### WORK REQUIRED
Quote the metrics implementation plan below from "A. Sampling Strategy" to "arrays for samples)".

### DOCUMENT EXTRACT
******

Phase 2: Enhanced Metrics (Week 2)

  • Add configurable time windows (1s, 10s, 60s, 5m, etc.)
  • Implement percentile calculations
  • Add route-specific and IP-specific throughput tracking
  • Create historical data access methods
  • Add integration tests

Phase 3: Performance Optimization (Week 3)

  • Use circular buffers for efficiency
  • Implement data aggregation for longer time windows
  • Add configurable retention periods
  • Optimize memory usage
  • Add performance benchmarks

Phase 4: Export Formats (Week 4)

  • Add Prometheus metric format with proper metric types
  • Add StatsD format support
  • Add JSON export with metadata
  • Create OpenMetrics compatibility
  • Add documentation and examples

4. Key Design Decisions

A. Sampling Strategy

  • 1-second samples for fine-grained data
  • Aggregate to 1-minute for longer retention
  • Keep 1 hour of second-level data
  • Keep 24 hours of minute-level data

B. Memory Management

  • Circular buffers for fixed memory usage
  • Configurable retention periods
  • Lazy aggregation for older data
  • Efficient data structures (typed arrays for samples)

******

### INFORMATION SHOWN

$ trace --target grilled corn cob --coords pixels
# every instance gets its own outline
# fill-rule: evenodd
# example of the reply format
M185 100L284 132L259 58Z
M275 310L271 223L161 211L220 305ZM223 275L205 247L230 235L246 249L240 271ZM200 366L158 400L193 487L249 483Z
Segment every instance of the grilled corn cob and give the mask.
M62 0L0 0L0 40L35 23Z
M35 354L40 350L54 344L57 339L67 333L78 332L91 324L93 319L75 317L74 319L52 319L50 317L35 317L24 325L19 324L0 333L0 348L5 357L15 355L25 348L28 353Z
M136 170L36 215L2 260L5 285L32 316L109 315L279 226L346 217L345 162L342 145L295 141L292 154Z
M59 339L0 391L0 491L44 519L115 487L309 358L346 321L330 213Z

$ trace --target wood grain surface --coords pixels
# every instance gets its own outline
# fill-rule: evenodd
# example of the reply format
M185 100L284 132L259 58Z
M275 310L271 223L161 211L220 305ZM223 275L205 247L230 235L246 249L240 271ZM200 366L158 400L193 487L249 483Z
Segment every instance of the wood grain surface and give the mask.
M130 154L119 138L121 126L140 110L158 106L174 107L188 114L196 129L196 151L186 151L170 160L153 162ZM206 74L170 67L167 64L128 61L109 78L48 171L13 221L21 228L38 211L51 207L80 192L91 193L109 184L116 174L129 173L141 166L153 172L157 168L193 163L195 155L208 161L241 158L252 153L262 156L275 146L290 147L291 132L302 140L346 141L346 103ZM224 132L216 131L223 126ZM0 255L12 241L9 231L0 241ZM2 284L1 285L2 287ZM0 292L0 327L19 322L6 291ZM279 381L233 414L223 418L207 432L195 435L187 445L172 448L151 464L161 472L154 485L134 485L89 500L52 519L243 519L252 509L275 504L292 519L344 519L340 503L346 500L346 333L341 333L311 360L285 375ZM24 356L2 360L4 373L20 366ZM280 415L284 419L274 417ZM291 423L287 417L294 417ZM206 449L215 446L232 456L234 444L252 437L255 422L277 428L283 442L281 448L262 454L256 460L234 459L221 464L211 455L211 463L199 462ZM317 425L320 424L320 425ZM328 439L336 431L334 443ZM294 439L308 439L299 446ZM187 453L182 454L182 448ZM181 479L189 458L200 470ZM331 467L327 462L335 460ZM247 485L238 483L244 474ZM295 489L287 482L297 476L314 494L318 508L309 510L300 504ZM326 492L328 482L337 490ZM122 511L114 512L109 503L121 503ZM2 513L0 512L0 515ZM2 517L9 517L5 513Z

******

### TASK ANSWER
A. Sampling Strategy

  • 1-second samples for fine-grained data
  • Aggregate to 1-minute for longer retention
  • Keep 1 hour of second-level data
  • Keep 24 hours of minute-level data

B. Memory Management

  • Circular buffers for fixed memory usage
  • Configurable retention periods
  • Lazy aggregation for older data
  • Efficient data structures (typed arrays for samples)